**WHAT IS REQUIRED**
Set down each entry exactly; omit images.

-- Opening Marker --

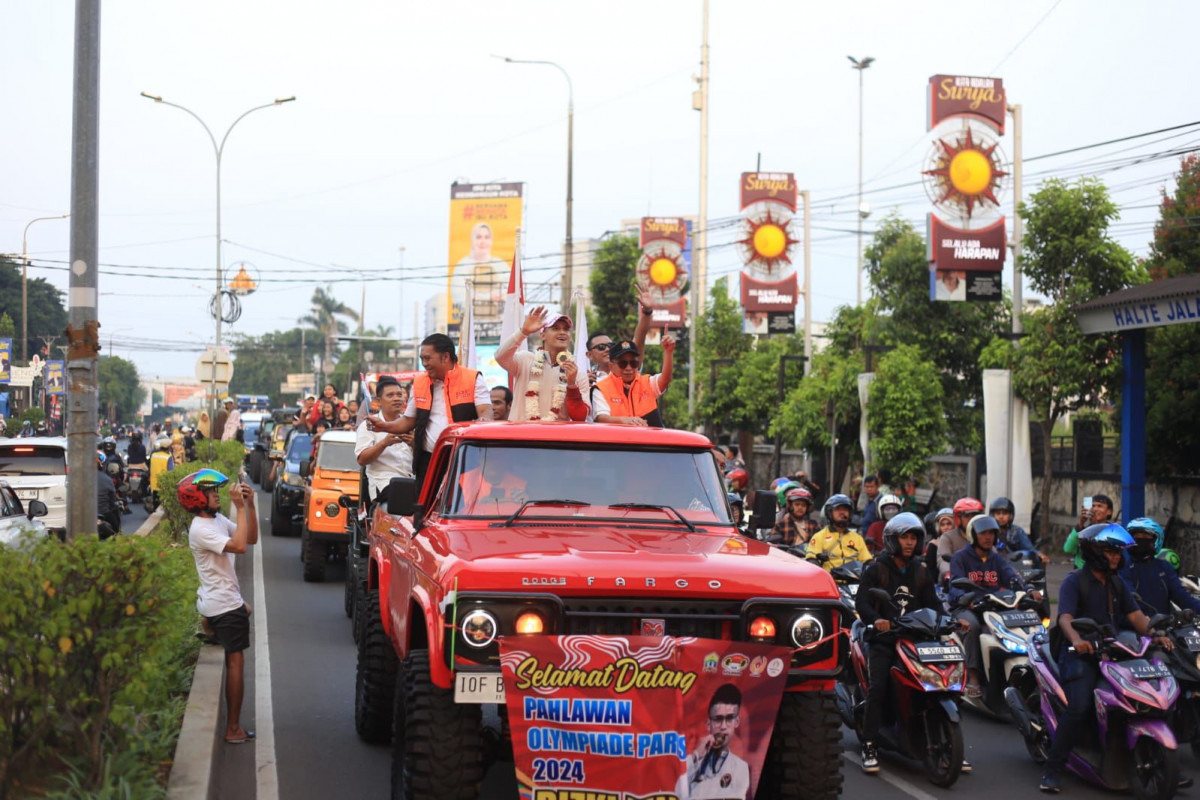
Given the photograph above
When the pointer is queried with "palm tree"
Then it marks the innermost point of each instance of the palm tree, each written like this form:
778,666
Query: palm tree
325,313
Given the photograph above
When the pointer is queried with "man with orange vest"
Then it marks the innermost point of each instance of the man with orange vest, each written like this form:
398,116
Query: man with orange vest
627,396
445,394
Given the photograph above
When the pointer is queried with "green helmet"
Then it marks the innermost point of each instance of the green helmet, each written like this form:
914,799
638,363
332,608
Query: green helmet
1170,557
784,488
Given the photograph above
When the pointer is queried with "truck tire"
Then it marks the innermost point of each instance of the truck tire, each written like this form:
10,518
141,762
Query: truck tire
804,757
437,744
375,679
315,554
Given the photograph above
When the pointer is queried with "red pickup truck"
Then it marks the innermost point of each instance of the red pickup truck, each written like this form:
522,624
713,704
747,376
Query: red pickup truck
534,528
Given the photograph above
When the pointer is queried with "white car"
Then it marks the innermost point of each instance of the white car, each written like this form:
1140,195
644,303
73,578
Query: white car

-- Closing Marker --

**RESPONSE BELOW**
Given the photograph above
When the pointer is queried with "palm tree"
Then it marks the innermost point of each instance of the palm tree, each written like this form:
778,666
Query: palm tree
325,313
Given the photograph above
When the pointer is queried with "man with orange vest"
Then it marks the innermost point of each instance of the man with orange vest, each written like this form:
398,116
Query: man with orange vest
627,396
445,394
Given the photograph above
When the pointer is queried with "green helmet"
Then it marks the innermost point of each instance of the green helmet, each written like this form:
914,799
638,363
332,608
Query: green helmet
1170,557
784,488
Given the photograph above
When the pointer is queried with "truck tire"
Then it marks the innermost point of each instance of the truck tire, each written like this form:
10,518
141,762
Query: truck tire
804,757
437,744
375,679
315,554
Given the photograph above
When the pointer is queried with "red pickup truck"
Then it marks the innermost point of each instance of the red pickup truck, each written like this form:
522,624
713,704
747,376
Query: red pickup truck
534,528
Given the photograph above
When the pointer is queried with "white car"
Then it marks the innermost point of each instance of the white car, each written like this form:
1140,195
644,303
73,578
Query: white car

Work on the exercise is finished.